== EXERCISE INPUT ==

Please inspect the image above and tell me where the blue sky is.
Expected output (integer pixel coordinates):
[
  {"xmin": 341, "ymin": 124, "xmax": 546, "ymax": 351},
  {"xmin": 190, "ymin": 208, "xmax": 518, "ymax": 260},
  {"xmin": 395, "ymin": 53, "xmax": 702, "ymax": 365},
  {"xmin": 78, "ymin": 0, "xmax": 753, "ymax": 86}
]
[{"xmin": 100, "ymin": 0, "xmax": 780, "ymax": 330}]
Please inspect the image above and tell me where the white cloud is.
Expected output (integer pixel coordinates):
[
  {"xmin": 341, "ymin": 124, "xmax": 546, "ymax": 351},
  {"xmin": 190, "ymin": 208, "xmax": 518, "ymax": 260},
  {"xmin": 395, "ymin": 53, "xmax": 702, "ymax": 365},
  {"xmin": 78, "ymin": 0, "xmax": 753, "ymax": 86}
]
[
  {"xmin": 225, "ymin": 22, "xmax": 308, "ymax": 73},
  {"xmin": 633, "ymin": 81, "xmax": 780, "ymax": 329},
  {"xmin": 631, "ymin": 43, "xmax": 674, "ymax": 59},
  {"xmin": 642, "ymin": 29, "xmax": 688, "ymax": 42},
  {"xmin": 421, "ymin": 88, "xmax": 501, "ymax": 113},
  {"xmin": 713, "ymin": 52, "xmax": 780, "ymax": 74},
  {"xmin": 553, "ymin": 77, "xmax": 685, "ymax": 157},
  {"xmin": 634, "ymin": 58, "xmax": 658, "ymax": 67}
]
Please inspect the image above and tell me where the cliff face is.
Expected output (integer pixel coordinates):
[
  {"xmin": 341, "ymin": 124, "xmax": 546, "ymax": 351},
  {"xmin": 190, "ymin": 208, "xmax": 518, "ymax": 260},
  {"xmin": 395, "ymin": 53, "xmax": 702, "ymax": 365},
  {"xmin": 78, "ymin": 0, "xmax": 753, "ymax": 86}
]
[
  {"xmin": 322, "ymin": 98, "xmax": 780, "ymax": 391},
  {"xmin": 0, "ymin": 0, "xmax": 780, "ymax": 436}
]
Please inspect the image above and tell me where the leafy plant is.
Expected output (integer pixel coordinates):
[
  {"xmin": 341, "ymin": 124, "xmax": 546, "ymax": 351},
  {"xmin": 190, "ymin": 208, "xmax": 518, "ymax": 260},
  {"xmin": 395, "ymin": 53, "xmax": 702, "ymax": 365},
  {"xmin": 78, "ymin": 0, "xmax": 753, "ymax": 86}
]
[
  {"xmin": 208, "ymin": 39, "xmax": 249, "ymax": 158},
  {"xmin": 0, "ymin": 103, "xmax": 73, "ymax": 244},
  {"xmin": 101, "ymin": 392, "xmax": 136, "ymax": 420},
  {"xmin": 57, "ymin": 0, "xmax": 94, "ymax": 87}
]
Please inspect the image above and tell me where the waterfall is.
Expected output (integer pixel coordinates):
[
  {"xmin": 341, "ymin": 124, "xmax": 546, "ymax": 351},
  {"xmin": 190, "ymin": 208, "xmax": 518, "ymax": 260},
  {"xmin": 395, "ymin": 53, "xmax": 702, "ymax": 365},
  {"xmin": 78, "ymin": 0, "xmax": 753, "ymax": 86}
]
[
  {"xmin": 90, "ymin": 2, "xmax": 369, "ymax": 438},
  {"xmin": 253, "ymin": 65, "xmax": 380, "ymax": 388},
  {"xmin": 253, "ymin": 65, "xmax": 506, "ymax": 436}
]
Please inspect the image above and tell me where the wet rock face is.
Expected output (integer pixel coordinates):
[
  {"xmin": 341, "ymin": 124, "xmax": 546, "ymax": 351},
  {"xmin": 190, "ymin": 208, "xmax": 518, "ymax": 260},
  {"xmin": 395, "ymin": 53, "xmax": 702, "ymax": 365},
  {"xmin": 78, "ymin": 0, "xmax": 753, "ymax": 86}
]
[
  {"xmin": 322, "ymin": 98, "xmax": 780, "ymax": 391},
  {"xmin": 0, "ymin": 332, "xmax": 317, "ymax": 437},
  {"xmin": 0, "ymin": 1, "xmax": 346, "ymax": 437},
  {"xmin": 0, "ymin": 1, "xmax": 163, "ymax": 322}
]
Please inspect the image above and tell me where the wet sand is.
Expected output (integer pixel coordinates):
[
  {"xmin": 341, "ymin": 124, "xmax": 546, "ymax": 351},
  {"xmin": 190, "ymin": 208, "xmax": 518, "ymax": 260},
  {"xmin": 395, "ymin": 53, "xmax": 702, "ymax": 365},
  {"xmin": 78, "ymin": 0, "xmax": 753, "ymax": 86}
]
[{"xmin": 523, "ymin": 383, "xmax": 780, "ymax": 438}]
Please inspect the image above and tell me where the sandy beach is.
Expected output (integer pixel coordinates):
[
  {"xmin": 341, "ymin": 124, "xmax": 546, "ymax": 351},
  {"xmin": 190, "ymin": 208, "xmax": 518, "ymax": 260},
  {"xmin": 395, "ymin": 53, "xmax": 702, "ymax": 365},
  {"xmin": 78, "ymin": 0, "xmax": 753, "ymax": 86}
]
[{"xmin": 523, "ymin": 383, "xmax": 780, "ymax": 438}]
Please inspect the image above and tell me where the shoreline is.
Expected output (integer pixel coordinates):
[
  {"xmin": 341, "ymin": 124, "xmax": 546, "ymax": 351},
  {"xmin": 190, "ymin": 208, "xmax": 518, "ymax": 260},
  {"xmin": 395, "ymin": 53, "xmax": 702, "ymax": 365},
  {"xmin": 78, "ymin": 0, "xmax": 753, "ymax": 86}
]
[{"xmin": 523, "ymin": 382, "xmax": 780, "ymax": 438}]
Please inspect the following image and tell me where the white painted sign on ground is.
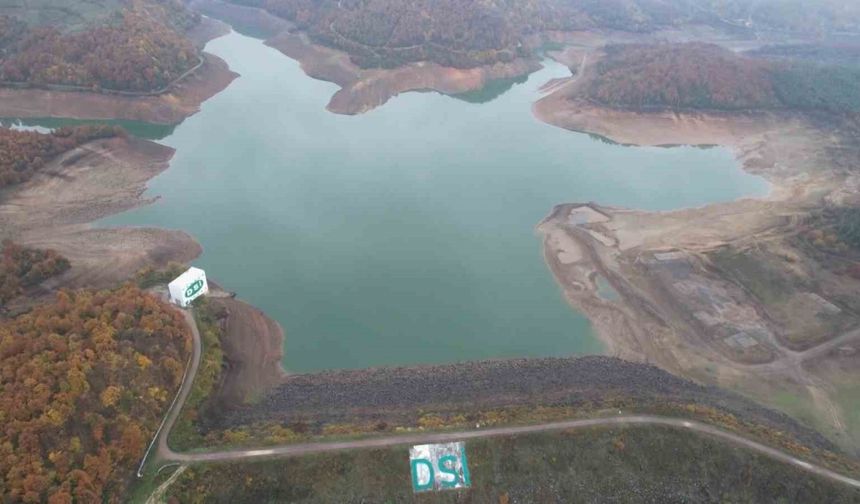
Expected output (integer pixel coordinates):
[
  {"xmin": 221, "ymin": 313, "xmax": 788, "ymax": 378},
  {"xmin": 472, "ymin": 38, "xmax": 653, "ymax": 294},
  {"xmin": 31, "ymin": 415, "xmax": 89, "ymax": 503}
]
[{"xmin": 409, "ymin": 442, "xmax": 472, "ymax": 493}]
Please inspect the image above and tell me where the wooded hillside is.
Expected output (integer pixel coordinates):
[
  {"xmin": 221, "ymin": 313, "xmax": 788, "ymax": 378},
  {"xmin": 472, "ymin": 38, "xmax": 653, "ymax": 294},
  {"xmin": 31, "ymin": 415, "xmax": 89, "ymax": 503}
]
[
  {"xmin": 0, "ymin": 0, "xmax": 199, "ymax": 91},
  {"xmin": 0, "ymin": 286, "xmax": 191, "ymax": 504},
  {"xmin": 229, "ymin": 0, "xmax": 860, "ymax": 67},
  {"xmin": 232, "ymin": 0, "xmax": 693, "ymax": 67},
  {"xmin": 0, "ymin": 240, "xmax": 70, "ymax": 308},
  {"xmin": 585, "ymin": 43, "xmax": 860, "ymax": 113},
  {"xmin": 0, "ymin": 125, "xmax": 125, "ymax": 188}
]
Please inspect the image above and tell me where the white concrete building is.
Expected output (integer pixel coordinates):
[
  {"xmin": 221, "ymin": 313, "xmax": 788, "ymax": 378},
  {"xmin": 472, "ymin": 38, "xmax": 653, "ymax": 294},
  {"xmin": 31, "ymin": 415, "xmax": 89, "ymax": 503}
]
[{"xmin": 167, "ymin": 267, "xmax": 209, "ymax": 308}]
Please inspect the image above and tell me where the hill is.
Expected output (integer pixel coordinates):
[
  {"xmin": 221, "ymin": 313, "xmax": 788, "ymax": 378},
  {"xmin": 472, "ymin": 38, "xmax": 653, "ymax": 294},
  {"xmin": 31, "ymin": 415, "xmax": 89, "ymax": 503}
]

===

SHORT PROBLEM:
Which lines of the material contain the word "above"? Collect each of them and copy it out in full.

REPLY:
Please inspect the image above and tell me where the blue sky is.
Please inspect the image above and tell me where the white cloud is.
Please inspect the image above and tell me where the cliff face is.
Please inspect the image above and tell me where the leafy plant is.
Please inspect the image above and tell me where the waterfall is.
Please inspect the image above and tell me where the wet rock face is.
Please inspect the image above and tell me where the wet sand is.
Please inspect the image above and tell me where the sandy beach is.
Please inspect the image above and tell me where the shoreline is.
Please inspect the image above and tell me where the wooded hillside is.
Please inspect the image above and tell me where the white concrete building is.
Please inspect the image above and tell me where the hill is.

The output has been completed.